Start ENTRIES SHOWN

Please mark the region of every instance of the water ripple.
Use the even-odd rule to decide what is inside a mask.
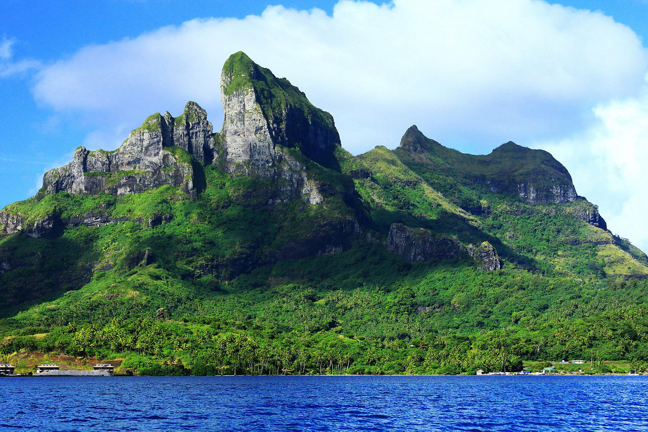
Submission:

End ENTRIES SHOWN
Start ENTRIES SHOWN

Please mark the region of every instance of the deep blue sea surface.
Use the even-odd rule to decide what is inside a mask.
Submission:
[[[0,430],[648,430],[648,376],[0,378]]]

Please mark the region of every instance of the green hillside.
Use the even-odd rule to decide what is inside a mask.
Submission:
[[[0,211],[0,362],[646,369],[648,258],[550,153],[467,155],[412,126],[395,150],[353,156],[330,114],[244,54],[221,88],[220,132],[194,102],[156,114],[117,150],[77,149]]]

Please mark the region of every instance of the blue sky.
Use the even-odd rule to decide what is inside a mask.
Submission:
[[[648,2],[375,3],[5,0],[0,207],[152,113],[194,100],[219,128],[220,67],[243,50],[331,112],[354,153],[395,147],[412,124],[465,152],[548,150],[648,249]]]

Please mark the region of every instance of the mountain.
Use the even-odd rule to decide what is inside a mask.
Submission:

End ENTRIES SHOWN
Start ENTRIES SHOWN

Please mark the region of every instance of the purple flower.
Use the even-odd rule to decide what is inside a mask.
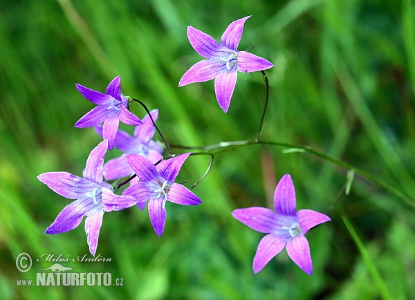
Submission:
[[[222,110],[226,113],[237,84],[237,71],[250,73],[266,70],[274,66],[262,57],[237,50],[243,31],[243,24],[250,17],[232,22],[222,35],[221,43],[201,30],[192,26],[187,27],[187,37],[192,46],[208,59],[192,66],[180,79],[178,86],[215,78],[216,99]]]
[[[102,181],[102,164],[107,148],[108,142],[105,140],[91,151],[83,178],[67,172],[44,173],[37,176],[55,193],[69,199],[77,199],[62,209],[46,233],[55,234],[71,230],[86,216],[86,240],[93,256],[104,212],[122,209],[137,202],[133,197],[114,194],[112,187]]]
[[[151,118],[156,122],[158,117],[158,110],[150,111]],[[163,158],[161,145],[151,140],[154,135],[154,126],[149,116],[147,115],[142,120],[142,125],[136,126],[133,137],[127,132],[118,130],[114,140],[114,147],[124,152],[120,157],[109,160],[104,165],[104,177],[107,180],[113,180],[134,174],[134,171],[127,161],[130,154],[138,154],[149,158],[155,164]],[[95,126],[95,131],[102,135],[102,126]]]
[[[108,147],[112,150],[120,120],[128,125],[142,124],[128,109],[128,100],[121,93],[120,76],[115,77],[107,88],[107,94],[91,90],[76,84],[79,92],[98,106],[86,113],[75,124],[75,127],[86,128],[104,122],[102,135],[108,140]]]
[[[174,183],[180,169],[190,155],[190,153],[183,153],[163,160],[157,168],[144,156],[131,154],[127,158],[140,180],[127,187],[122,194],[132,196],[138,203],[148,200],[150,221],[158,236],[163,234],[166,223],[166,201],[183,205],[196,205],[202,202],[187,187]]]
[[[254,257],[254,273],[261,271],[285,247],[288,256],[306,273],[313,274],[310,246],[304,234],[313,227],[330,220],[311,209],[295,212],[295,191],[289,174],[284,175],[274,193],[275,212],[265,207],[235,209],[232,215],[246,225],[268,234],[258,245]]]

End ENTRIES SHOWN

TASK GOAL: Rewrite the entries above as a numbered list. Start at the line containing "Please mark the region of every instance of the deep", continue through the line containing "[[[0,430],[648,430],[648,376],[0,378]]]", and omit any blank lines.

EXPECTED OUTPUT:
1. Please mark the region of every instance of the deep blue sea surface.
2. Use the even-odd rule to decide what is inside a mask.
3. Submission:
4. [[[0,430],[648,430],[648,376],[0,378]]]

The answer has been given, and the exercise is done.